Thursday, 15 November 2018

Waiting For A Tram ...

... In The Rain.
In the oft remembered "good old days" (remembered but not always that good!), local corporation transport departments took pride in their services and vehicles and often provided shelters for their waiting customers.

Here at Hall Green in Birmingham ...
 ... and in Brighton, splendid edifices remain.
Even in fbb's former home town of Northampton, a couple remain. This one is in Kingsley on the Kettering Road and opposite the White Elephant pub.
Most of these are no longer in use as bus stops but are preserved as examples of the municipal pride of days long gone.

If we go to Birmingham and to the suburb of Rednal ...
... we are at the location of a former City tram terminus.
The housing has been rebuilt and the former extensive toilet facilities are now a Chinese Restaurant.
But preserved as if serving the litter bins, is a short piece of tram track. This was the Rednal tram terminus.
It had a vast array of shelterage seen below after closure ...
... but before demolition. Why this opulence?

A few hundred yards south of the terminus you will find the Lickey Hills ...
#####
▶ Required task 1
Convert the entries, starting at the first line and ending at the line containing "89L184 96L204 100L204", into a Markdown table with the columns Row and Line, numbering each line and leaving out blank lines.

▶ A block of data
#####
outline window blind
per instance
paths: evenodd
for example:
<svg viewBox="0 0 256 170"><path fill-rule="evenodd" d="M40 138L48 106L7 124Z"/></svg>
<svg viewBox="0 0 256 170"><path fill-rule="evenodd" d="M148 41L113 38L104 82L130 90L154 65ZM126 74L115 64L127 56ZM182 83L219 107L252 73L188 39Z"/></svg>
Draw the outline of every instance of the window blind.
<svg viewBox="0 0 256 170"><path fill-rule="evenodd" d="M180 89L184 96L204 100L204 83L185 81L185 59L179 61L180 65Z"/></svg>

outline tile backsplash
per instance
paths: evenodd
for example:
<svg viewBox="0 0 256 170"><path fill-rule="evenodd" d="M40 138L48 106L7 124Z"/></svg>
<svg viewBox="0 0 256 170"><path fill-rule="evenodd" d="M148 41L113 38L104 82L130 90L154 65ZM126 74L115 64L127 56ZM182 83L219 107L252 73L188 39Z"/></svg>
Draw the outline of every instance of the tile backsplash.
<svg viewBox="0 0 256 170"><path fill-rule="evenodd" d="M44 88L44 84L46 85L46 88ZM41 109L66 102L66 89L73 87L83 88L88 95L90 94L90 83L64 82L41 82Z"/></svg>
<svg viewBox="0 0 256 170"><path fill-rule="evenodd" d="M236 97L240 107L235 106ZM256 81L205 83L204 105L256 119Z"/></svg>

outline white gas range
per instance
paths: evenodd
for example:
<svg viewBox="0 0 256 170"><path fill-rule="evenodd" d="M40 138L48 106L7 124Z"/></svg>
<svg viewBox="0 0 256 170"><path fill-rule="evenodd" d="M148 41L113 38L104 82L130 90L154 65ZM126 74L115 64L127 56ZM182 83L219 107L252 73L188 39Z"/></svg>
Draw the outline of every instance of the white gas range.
#####
▶ Required task 2
Rewrite the post on tram shelters starting at "If we go to" and ending at "Why this opulence?", changing "shelterage" to "shelters".

▶ Correct result 1
| Row | Line |
|---|---|
| 1 | outline window blind |
| 2 | per instance |
| 3 | paths: evenodd |
| 4 | for example: |
| 5 | <svg viewBox="0 0 256 170"><path fill-rule="evenodd" d="M40 138L48 106L7 124Z"/></svg> |
| 6 | <svg viewBox="0 0 256 170"><path fill-rule="evenodd" d="M148 41L113 38L104 82L130 90L154 65ZM126 74L115 64L127 56ZM182 83L219 107L252 73L188 39Z"/></svg> |
| 7 | Draw the outline of every instance of the window blind. |
| 8 | <svg viewBox="0 0 256 170"><path fill-rule="evenodd" d="M180 89L184 96L204 100L204 83L185 81L185 59L179 61L180 65Z"/></svg> |

▶ Correct result 2
If we go to Birmingham and to the suburb of Rednal ...
... we are at the location of a former City tram terminus.
The housing has been rebuilt and the former extensive toilet facilities are now a Chinese Restaurant.
But preserved as if serving the litter bins, is a short piece of tram track. This was the Rednal tram terminus.
It had a vast array of shelters seen below after closure ...
... but before demolition. Why this opulence?